- _Exercise requirements_
Reproduce the passage from the guest blog post on Oriental Medicine below, starting with "Like many Westerners, I" and going on through "profession, computer modeling.".

- _Exercise passage_
****************
Today’s blog is written by guest author Barry A. Wilson, a RAND research programmer and co-authour of such works as A Question of Balance: Political Context and Military Aspects of the China-Taiwan Dispute (2009); Measuring Interdiction Capabilities in the Presence of Anti-Access Strategies: Exploratory Analysis to Inform Adaptive Strategy for the Persian Gulf (2002); Dire Strait? : Military Aspects of the China-Taiwan Confrontation and Options for U.S. Policy(2000); Ground Combat in the JICM(1995); Analytic War Plans: Adaptive Force-Employment Logic in the RAND Strategy Assessment System (RSAS) (1990) and The Secondary Land Theater Model (1987). These and other RAND publications are available in the RAND online bookstore http://www.rand.org/pubs/.
Like many Westerners, I suppose, I have never had much contact with acupuncture and Oriental Medicine (OM) and only thought of it vaguely as a folk art that worked more or less by accident. I’ve since come into a much closer relationship with Oriental Medicine and have found that it makes sense to me in terms of my own profession, computer modeling.
A truism about any model of the real world, computer or otherwise, is that it is wrong. All models are abstractions of the world, and therefore inaccurate. The question is, can you do useful work with a bad model, and the answer is of course, yes, as long as you remember that the model is not reality. You can get insight into the real system by working with the simpler model.
Western science has created a model of the human body through the powerful technique of scientific analysis, taking the system apart and understanding each piece in detail. To paraphrase an excellent author on understanding OM, The Web That Has No Weaver by Ted J. Kaptchuk,
Western medicine is concerned mainly with identifying and controlling disease. The Western physician starts with a symptom, and then looks for a cause.
Pre-scientific people created models, too. It’s what we humans do. The ancient Chinese observed people for thousands of years and created a model along the lines of their Daoist philosophy of the balance of opposites in nature, Yin and Yang. Again paraphrasing Kaptchuk,
The Chinese physician looks at everything about a person, all psychological and physiological characteristics, in order to see what is not in balance. The question is not “Is X causing Y?” but “What is the relationship between X and Y?” They do not look for a specific disease or cause to treat, but rather to discern the configuration of the signs and symptoms and then to bring that configuration into balance, to restore harmony.
The limitation of the analytic approach is that by focusing on the details it can miss the complex balances and flows that arise between the parts. The ancient Chinese built their model through synthesis of the entire person and their relationship with the world. Western medical science is just beginning to understand how important the mind is to health, and how personality does not stop at the skin. The limitation of synthesis is that it remains largely an art, the human system seen as a whole is so complex that the experienced practitioner may not be aware of the thousands of tiny signs they are synthesizing into their sense of the balance and energy in the patient.
OM’s human model is in no way a simpler model. Although it describes using simple opposites – hot/cold, dry/damp, Yin/Yang – each balance has its opposite within it, Yin within Yang, to potentially infinite regress. And although it uses words that have been translated into the English words such as heart or liver, these describe abstract functions in the model that are not related to any actual body part.
****************
- _Collected material_
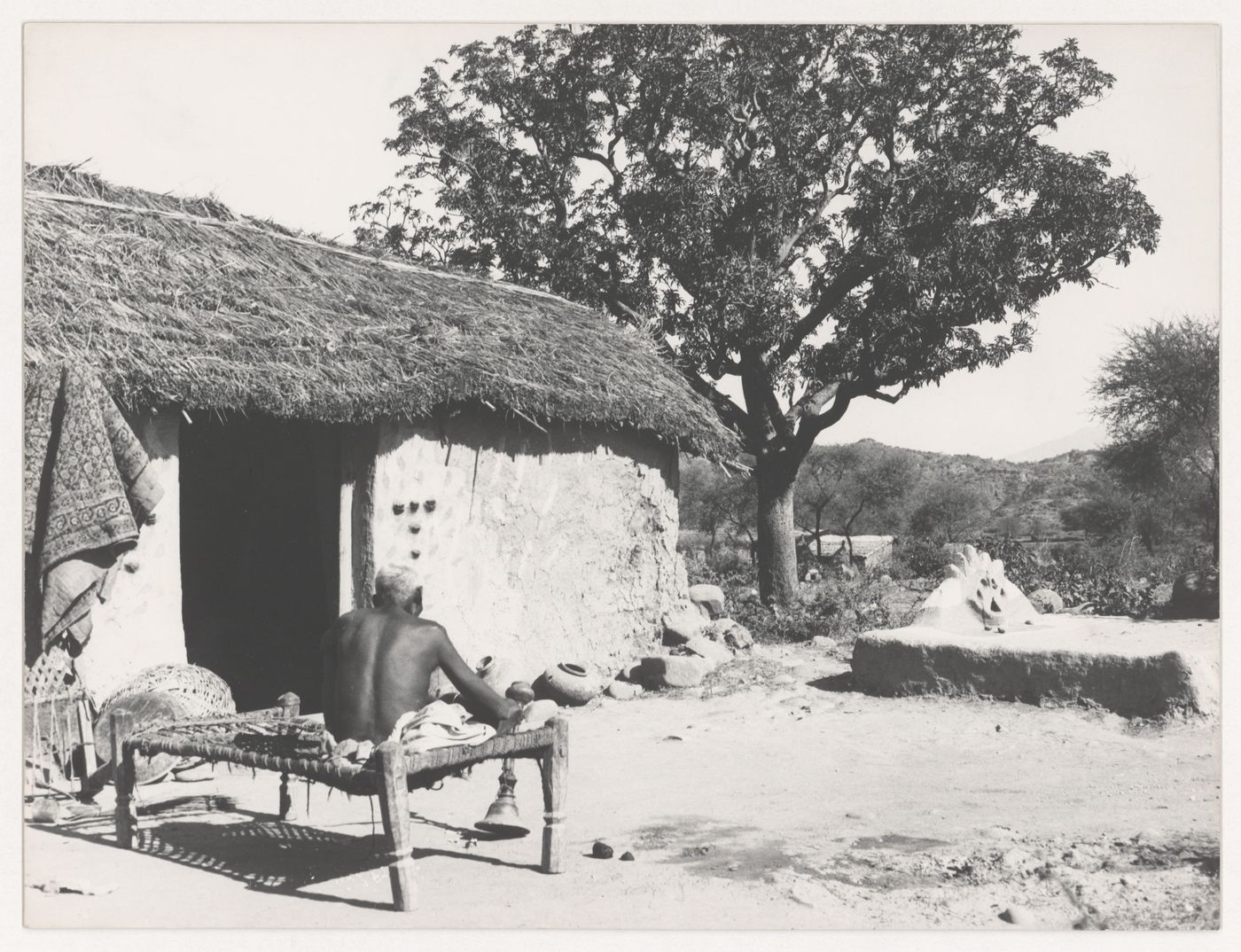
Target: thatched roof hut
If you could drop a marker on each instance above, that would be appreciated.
(179, 301)
(313, 413)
****************
- _Result below_
Like many Westerners, I suppose, I have never had much contact with acupuncture and Oriental Medicine (OM) and only thought of it vaguely as a folk art that worked more or less by accident. I’ve since come into a much closer relationship with Oriental Medicine and have found that it makes sense to me in terms of my own profession, computer modeling.